Work instructions: Output each entry that follows exactly. Images stay out.

Records to use:
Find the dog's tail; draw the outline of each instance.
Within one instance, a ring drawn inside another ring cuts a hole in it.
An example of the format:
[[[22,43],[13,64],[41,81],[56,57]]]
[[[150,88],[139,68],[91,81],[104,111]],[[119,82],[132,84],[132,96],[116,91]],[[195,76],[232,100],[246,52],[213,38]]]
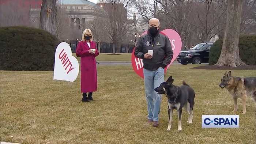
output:
[[[182,81],[182,84],[183,84],[183,85],[188,86],[190,87],[190,86],[188,84],[187,84],[186,83],[186,82],[185,82],[185,81],[184,80]]]

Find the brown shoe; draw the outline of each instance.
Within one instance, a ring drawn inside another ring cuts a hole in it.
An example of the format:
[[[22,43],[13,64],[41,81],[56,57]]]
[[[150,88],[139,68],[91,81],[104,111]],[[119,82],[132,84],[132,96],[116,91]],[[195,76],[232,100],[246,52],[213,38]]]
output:
[[[159,123],[158,121],[154,121],[153,122],[153,126],[158,127],[159,125]]]
[[[148,120],[147,120],[147,122],[148,122],[148,123],[151,123],[151,122],[153,122],[153,120],[152,120],[148,119]]]

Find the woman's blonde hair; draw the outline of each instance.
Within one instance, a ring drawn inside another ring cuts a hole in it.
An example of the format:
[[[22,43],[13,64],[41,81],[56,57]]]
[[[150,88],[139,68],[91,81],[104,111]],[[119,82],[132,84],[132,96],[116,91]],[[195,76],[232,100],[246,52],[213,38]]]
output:
[[[85,36],[85,35],[86,34],[90,34],[91,35],[91,39],[90,39],[90,41],[93,41],[93,33],[91,32],[91,30],[89,29],[86,29],[83,32],[83,34],[82,34],[82,41],[84,42],[85,41],[84,36]]]

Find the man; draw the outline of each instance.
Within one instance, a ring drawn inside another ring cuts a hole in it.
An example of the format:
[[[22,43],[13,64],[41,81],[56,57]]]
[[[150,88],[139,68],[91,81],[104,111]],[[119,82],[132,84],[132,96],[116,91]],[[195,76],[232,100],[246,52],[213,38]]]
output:
[[[159,20],[155,18],[148,22],[147,34],[142,36],[134,50],[135,56],[143,59],[146,99],[148,113],[148,122],[153,122],[153,126],[159,123],[162,96],[154,89],[164,80],[164,68],[170,64],[173,53],[168,37],[160,34]],[[153,50],[151,56],[148,50]]]

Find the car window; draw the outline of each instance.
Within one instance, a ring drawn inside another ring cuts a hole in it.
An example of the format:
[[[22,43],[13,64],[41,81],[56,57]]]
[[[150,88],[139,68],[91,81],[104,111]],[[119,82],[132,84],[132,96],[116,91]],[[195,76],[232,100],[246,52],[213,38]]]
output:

Final result:
Find the dog's tail; draw the outline of each instance.
Within one instance, a ring drawn inside another ring cuts a hole in it.
An example of the format:
[[[22,43],[13,64],[41,81],[56,57]]]
[[[150,88],[139,68],[91,81],[104,111]],[[119,82],[132,84],[132,96],[116,91]],[[195,76],[232,100],[246,52],[213,38]]]
output:
[[[182,81],[182,84],[183,84],[183,85],[188,86],[190,87],[190,86],[188,84],[187,84],[186,83],[186,82],[185,82],[185,81],[184,80]]]

Find the brown shoe; draw the outline of each instance.
Within one instance, a ring drawn inside another ring cuts a hole in it.
An example of the format:
[[[22,43],[13,64],[41,81],[56,57]]]
[[[150,88],[139,68],[91,81],[104,111]],[[119,82],[132,84],[132,96],[116,91]],[[195,76],[232,100],[246,52],[213,38]]]
output:
[[[159,123],[158,121],[154,121],[153,122],[153,126],[158,127],[159,125]]]
[[[148,120],[147,120],[147,122],[148,122],[148,123],[151,123],[151,122],[153,122],[153,120],[152,120],[148,119]]]

Find the woman's blonde hair; draw the outline of each instance.
Within one instance, a ring drawn inside another ring cuts a hole in it.
An example of the format:
[[[22,43],[13,64],[41,81],[56,57]]]
[[[150,88],[139,68],[91,81],[104,111]],[[119,82],[132,84],[132,96],[116,91]],[[195,76],[232,100],[246,52],[213,38]]]
output:
[[[85,36],[85,35],[86,34],[90,34],[91,35],[91,39],[90,39],[90,41],[93,41],[93,33],[91,32],[91,30],[89,29],[86,29],[83,32],[83,34],[82,34],[82,41],[84,42],[85,41],[84,36]]]

Find the man; draw the outline of each instance.
Within one instance, a ring drawn inside another ring cuts a hole in it.
An example of the format:
[[[22,43],[13,64],[41,81],[56,57]]]
[[[150,88],[139,68],[91,81],[104,111]],[[119,82],[132,84],[132,96],[116,91]],[[195,76],[232,100],[246,52],[213,38]]]
output:
[[[159,20],[155,18],[148,22],[147,34],[142,36],[134,50],[135,56],[143,59],[146,99],[148,113],[148,122],[153,122],[153,126],[159,123],[162,96],[154,89],[164,80],[164,68],[170,64],[173,53],[168,37],[160,34]],[[153,50],[151,56],[148,50]]]

Find the car window; draw the outline of each instance.
Within one instance, a ring drawn inside another ring cuts a hole in it.
An example of the format:
[[[22,43],[13,64],[41,81],[56,57]]]
[[[150,88],[139,68],[91,81],[104,111]],[[119,82],[132,84],[132,96],[116,91]],[[195,76],[232,100],[246,52],[213,38]]]
output:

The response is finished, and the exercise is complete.